## PROBLEM TO SOLVE
Will you quote only the lines starting at the one that contains "Could you please point out the helmet" and ending with the last line of the listing below, inclusive?

--- START OF RECORD EXTRACTS ---

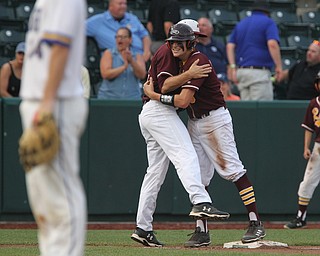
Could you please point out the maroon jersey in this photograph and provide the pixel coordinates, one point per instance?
(163, 65)
(312, 118)
(208, 95)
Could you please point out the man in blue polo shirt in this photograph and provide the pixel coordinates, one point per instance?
(253, 50)
(210, 46)
(103, 27)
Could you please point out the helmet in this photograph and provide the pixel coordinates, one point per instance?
(194, 25)
(181, 32)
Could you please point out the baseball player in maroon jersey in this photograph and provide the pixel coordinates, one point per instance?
(311, 178)
(210, 127)
(168, 140)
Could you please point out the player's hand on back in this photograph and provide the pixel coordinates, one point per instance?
(199, 71)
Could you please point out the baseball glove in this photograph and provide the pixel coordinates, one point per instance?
(40, 143)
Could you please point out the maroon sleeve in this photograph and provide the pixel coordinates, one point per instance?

--- END OF RECORD EXTRACTS ---

## TASK SOLUTION
Could you please point out the helmet in this photograph and provide the pixel coordinates, one point per instance?
(194, 25)
(181, 32)
Could you please point out the baseball player in maroon jersey in this photograph and provide the pixel coordinates, one point per instance?
(311, 178)
(210, 127)
(168, 140)
Could you please point out the player's hand on back in this photograph and provide the pixel coordinates, one point per instance?
(199, 71)
Could you please point out the baseball glove in this photograph and provide the pixel coordinates, one point per instance?
(40, 143)
Could you please point out the maroon sleeve in this photograph and provide the pixel coordinates, one point per instance?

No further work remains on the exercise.